Records from a collection
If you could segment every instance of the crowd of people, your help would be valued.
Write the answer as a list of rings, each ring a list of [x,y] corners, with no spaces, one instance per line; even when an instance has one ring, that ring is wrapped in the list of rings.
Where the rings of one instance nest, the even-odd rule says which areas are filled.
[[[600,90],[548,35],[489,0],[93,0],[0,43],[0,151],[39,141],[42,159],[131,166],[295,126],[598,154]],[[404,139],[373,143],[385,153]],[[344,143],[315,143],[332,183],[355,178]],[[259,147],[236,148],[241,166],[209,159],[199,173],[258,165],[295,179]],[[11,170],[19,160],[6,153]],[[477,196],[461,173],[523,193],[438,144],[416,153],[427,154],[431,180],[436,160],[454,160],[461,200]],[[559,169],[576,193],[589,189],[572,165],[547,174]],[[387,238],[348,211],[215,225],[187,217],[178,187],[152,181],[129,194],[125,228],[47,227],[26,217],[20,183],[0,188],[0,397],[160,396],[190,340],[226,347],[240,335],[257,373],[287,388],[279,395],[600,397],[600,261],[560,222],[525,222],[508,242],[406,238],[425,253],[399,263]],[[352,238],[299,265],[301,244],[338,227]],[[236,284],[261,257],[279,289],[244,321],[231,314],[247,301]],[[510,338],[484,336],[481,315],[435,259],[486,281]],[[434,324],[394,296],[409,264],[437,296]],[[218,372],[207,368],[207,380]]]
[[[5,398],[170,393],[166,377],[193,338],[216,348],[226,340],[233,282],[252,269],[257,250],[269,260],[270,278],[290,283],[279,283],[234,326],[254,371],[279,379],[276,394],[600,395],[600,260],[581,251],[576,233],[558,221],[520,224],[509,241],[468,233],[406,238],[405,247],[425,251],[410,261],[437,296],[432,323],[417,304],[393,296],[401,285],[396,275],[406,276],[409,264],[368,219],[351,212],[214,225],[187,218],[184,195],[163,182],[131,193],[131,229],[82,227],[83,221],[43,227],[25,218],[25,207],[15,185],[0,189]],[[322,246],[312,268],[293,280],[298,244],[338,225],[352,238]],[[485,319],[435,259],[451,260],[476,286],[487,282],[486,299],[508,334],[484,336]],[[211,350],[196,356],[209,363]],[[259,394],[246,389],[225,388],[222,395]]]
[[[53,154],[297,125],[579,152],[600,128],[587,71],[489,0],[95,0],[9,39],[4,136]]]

» WHAT YOU WILL DO:
Find every line in the records above that contains the string "even", matching case exactly, and copy each of those lines.

» EXERCISE ANSWER:
Write the answer as a list of rings, each ring a list of [x,y] corners, with no spaces, one instance per line; even when an instance has one ring, that ring is wrapped in the list of rings.
Where the rings of one instance nest, the even-odd rule says which areas are filled.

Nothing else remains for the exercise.